(Items from a data source)
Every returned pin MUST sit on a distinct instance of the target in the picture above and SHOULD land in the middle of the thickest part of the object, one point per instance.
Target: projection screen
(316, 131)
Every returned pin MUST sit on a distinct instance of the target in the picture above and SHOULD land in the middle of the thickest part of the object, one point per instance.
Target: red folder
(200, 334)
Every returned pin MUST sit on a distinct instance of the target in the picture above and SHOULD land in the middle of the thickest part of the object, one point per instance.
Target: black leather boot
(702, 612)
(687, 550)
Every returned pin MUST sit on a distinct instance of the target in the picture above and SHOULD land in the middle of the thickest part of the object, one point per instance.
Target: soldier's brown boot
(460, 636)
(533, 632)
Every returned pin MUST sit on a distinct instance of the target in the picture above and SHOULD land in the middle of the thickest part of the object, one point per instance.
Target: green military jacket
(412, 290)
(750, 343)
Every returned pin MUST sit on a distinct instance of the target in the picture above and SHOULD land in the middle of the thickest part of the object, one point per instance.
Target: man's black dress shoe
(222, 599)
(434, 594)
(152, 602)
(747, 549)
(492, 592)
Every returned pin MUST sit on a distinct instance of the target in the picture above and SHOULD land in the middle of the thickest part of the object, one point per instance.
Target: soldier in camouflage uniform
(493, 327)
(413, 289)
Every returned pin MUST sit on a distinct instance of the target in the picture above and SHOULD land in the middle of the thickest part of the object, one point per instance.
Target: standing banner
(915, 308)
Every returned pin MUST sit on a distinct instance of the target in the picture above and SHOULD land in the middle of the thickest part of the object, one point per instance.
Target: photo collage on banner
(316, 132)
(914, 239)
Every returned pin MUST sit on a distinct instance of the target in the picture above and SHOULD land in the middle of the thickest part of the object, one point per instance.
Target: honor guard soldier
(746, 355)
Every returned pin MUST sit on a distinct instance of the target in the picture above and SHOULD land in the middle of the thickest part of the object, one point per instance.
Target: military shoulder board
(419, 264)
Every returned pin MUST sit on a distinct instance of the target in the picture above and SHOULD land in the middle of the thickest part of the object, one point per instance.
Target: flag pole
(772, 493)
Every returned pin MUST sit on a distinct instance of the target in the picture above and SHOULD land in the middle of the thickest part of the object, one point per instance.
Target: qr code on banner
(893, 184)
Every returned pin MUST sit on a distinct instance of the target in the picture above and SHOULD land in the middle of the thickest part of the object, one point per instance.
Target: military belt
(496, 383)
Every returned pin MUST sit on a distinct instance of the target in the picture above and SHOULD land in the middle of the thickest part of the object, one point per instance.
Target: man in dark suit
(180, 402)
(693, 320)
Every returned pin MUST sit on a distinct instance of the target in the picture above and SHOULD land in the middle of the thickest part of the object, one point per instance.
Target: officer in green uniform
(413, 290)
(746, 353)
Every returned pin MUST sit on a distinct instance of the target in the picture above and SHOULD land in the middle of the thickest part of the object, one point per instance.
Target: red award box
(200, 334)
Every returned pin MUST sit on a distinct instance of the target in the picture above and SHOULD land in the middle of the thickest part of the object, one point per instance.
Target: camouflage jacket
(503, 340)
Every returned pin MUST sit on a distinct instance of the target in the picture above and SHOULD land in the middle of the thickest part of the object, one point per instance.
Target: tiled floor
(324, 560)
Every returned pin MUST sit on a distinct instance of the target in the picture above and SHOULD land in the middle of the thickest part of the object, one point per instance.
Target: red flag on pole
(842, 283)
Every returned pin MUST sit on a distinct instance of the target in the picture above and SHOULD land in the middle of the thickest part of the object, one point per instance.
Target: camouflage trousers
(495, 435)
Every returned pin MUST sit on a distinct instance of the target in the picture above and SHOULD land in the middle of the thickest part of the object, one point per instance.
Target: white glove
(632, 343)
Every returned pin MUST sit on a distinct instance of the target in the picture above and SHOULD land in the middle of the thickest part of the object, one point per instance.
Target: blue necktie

▸ **SHORT TASK**:
Give an exact repetition of all the material.

▸ **RESULT OF THIS TASK**:
Every returned pin MUST sit on a distinct instance of the target in the picture above and SHOULD land in the middle of the thickest part of the object, one point per instance.
Target: projection screen
(316, 131)
Every returned pin MUST sit on a distinct instance of the target in the picture above and SHOULD land in the middle of the thickest part of the object, one point per instance.
Target: red folder
(200, 334)
Every returned pin MUST sit on a distinct instance of the target in the picture above and SHOULD land in the middle of the thickest part of the object, one point per instance.
Target: black leather boot
(702, 612)
(687, 550)
Every returned pin MUST sit on a distinct instance of the target in the picture above and SHOULD land in the middle of the thickest part of the object, one point per instance.
Target: soldier's brown boot
(460, 636)
(533, 632)
Every returned pin MUST sit on a distinct instance of the target in the picture above and SHOULD land in the middle of the thickest part of the object, one point per instance.
Target: green military jacket
(412, 290)
(750, 343)
Every returned pin MUST sit on a distinct instance of the target in the picture above and SHOULD land in the middle of the thickest part of the object, one point per instance.
Target: man's black dress shoe
(222, 599)
(434, 594)
(152, 602)
(747, 549)
(492, 592)
Every returned pin MUST sit on a distinct instance of the target in the picture above and SHOULD land in the middle of the thickest part of the object, one point per instance.
Target: soldier in camouflage uniform
(493, 327)
(413, 289)
Every returned pin MUST sit on a distinct instance of the target in the picture above and SHOULD land in the middle of the thickest part of the object, one point per instance.
Target: standing banner
(915, 308)
Every returned pin MUST sit on a distinct instance of the target in the picture above and SHOULD land in the middle of the thickest part of the object, one point per instance.
Target: photo collage on banner
(316, 132)
(914, 239)
Every returned pin MUST sit on a distinct instance of the target in the picture above and SHOULD land in the middle of the thickest part of the object, one point per instance.
Target: honor guard soldier
(746, 355)
Every returned pin MUST sit on a distinct instance of the target in the picture above and SHOULD land in the middle of the thickest part of the object, one point per instance.
Target: military shoulder board
(419, 264)
Every returned pin MUST sit on a distinct instance of the target in the picture above and SHOULD land in the middle of the thickest part of the object, one point per instance.
Target: flag pole
(772, 493)
Every returned pin MUST sit on a distinct instance of the target in the picture above and SHOULD land in the middle of the thickest part of the object, one point per instance.
Target: qr code on banner
(893, 184)
Every returned pin MUST sit on a distinct instance of the target in the picture above and SHOULD land in the middle of the thickest part of the object, one point per instance.
Target: military belt
(496, 383)
Every returned pin MUST sit on a distinct instance of the target in the picture above and SHOULD land in the middle of the thickest part of the object, one point per instance.
Target: man in dark suit
(180, 402)
(693, 320)
Every returned pin MUST sit on a distinct instance of the target in the picture above and SHOULD land in the middle of the thickest part of the object, one point per instance.
Target: officer in green uniform
(413, 290)
(746, 353)
Every returned pin MUST sit on a distinct instance of the target in the picture above and SHOULD land in the middle of the thickest part of the object, one point per instance.
Target: red award box
(200, 334)
Every returned pin MUST sit on a distinct instance of the target in the picture above and SHOULD land in the middle of the thickest part of the object, one point per instance.
Target: camouflage jacket
(503, 340)
Every returned pin MUST sit on a distinct instance of the target in the picture above and SHOULD land in the middle of the thickest part of the object, one point per instance.
Target: tiled floor
(324, 560)
Every returned pin MUST sit on a distinct instance of the target in the picture above and SHOULD land in the middle of the thickest part of the object, one point per instance.
Target: red flag on pole
(842, 283)
Every returned pin MUST sit on a distinct instance of the target in the picture above and SHOULD land in the middle of the thickest part of the object, one point per instance.
Target: camouflage trousers
(495, 435)
Every returned pin MUST sit on a distinct instance of the target in the picture above and SHOULD land in the middle of the thickest part of the object, one point per instance.
Target: white glove
(632, 343)
Every returned pin MUST sit on a distinct instance of the target in the picture above and SHOULD land in the middle of the thickest part of the object, one point per instance.
Target: blue necktie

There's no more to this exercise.